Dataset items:
____________

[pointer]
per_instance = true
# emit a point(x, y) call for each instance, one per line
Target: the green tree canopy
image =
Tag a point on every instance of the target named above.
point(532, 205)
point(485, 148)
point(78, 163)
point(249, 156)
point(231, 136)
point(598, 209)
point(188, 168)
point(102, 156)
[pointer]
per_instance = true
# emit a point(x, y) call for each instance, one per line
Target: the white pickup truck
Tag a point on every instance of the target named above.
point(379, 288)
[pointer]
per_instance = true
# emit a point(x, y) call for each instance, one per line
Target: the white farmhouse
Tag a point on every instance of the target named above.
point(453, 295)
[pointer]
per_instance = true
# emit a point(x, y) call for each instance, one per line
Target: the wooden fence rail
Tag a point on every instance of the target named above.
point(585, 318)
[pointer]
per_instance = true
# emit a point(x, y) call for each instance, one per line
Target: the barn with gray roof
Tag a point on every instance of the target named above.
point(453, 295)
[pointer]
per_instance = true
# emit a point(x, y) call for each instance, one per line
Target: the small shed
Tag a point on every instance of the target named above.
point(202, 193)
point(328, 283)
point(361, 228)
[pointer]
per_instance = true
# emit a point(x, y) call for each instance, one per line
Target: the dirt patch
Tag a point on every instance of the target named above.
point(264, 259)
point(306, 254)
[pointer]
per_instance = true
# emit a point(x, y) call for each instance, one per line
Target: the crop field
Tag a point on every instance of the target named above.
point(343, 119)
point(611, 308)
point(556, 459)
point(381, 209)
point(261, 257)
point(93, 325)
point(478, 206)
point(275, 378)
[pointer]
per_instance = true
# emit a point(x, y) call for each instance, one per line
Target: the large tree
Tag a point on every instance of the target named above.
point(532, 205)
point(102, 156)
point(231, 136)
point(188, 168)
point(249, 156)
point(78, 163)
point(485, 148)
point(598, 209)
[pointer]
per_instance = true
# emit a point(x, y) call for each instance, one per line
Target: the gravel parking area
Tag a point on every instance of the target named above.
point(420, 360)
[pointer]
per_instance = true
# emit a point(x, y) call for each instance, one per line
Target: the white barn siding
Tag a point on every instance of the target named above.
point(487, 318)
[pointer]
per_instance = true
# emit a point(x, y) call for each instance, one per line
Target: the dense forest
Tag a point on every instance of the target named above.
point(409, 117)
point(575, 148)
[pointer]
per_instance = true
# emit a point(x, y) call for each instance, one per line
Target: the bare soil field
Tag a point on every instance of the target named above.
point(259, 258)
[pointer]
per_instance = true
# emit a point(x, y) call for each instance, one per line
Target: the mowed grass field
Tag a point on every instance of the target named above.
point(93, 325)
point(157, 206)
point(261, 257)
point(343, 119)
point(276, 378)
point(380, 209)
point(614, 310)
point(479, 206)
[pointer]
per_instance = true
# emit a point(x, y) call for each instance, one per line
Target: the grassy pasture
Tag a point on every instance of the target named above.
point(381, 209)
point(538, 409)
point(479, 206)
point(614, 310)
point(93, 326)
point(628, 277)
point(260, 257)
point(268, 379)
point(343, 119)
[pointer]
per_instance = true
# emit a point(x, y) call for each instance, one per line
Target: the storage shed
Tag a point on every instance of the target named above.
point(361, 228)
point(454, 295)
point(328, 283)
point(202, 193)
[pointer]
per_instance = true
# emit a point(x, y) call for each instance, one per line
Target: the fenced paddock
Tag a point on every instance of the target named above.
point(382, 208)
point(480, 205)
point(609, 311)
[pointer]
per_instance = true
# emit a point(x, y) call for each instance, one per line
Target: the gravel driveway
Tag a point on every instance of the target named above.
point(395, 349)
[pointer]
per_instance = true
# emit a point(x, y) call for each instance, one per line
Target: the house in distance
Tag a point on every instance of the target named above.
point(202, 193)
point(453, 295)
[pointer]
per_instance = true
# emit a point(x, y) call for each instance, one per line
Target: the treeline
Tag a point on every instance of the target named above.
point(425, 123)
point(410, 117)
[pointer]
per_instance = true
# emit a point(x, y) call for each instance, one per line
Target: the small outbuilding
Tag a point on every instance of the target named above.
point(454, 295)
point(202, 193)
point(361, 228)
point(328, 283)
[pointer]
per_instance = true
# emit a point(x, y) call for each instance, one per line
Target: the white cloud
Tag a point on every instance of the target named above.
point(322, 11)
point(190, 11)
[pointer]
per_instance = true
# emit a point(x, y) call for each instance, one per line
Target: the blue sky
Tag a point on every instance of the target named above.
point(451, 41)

____________

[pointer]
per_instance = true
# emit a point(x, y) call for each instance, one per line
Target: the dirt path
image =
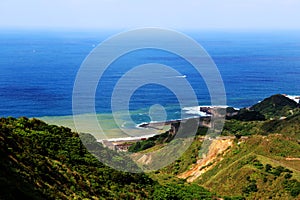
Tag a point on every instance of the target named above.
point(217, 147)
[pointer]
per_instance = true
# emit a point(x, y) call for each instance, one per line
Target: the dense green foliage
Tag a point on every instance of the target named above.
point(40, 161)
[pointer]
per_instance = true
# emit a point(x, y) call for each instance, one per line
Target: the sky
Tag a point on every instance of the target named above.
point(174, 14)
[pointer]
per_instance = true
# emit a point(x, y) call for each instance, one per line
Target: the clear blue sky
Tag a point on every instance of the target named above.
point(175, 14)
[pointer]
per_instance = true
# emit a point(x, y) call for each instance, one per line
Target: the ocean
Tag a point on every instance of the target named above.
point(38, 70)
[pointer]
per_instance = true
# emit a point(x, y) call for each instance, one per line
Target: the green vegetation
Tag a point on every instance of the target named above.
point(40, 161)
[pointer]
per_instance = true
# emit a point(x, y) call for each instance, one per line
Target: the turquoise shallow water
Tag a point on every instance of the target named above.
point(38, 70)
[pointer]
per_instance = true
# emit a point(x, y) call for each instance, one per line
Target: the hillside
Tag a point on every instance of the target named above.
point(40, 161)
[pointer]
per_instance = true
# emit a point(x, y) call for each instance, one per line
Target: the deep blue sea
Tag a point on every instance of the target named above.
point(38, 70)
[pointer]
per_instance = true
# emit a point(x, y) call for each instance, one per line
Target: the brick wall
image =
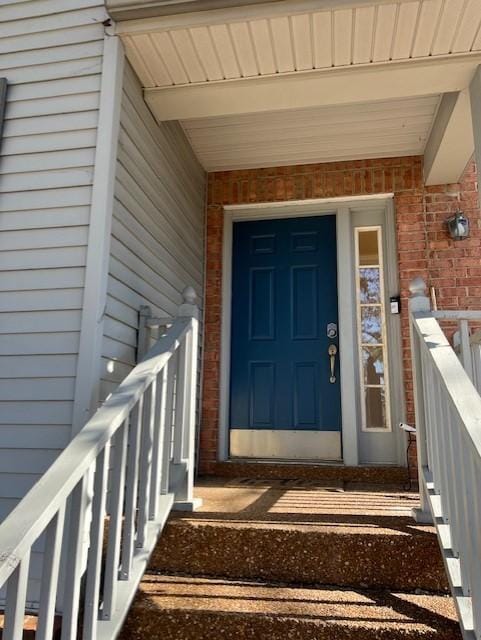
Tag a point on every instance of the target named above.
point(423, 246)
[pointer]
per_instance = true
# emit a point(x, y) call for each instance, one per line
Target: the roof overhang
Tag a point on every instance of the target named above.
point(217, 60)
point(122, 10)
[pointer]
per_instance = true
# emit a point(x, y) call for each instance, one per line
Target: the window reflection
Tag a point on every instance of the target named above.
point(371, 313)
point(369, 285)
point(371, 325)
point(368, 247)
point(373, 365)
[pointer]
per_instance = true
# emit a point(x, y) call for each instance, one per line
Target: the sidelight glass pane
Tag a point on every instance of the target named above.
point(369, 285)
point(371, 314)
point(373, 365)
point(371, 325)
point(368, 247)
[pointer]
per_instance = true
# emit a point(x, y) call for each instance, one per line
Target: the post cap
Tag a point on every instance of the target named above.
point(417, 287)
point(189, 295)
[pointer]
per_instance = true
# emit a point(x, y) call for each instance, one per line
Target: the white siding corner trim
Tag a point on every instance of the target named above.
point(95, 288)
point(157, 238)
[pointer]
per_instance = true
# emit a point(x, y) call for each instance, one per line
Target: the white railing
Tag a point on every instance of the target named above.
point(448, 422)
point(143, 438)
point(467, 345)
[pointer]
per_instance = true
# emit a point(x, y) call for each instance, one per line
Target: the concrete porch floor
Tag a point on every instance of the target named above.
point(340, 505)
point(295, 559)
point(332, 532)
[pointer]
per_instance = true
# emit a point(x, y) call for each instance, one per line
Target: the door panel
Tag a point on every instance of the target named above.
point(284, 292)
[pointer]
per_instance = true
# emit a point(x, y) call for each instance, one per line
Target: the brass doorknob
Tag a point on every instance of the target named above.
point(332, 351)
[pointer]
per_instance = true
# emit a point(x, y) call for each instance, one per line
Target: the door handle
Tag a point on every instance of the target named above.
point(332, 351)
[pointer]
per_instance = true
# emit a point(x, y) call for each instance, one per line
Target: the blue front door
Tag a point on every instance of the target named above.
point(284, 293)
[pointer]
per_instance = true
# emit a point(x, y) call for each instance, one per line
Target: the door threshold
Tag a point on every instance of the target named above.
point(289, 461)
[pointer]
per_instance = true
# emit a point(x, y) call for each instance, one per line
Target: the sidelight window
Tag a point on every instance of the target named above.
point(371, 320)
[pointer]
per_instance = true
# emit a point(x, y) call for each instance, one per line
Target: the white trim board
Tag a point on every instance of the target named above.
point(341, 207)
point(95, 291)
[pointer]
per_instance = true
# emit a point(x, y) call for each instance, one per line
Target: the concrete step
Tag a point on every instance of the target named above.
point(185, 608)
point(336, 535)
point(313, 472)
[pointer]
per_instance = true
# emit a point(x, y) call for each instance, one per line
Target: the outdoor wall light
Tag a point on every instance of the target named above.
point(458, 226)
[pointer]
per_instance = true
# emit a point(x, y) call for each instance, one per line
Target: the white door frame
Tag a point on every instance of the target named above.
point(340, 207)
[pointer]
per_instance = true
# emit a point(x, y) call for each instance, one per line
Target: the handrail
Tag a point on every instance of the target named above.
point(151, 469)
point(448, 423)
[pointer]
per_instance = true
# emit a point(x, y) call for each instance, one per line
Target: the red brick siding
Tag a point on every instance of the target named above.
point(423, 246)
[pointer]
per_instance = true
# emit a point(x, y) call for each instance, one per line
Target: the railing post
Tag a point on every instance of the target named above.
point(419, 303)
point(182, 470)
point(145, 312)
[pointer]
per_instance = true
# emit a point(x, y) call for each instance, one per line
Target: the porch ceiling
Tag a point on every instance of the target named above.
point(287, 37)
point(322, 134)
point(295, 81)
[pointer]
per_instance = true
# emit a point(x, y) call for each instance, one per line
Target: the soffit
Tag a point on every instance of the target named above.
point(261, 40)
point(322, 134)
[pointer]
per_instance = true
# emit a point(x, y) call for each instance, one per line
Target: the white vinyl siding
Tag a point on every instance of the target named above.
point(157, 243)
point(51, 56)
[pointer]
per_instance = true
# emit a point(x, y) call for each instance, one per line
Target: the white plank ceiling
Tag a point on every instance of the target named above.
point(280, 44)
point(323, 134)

____________

Exercise requirements →
Return every line of the records that contains the string "small". Case counts.

Output for this exercise →
Target: the small shed
Target: the small outbuilding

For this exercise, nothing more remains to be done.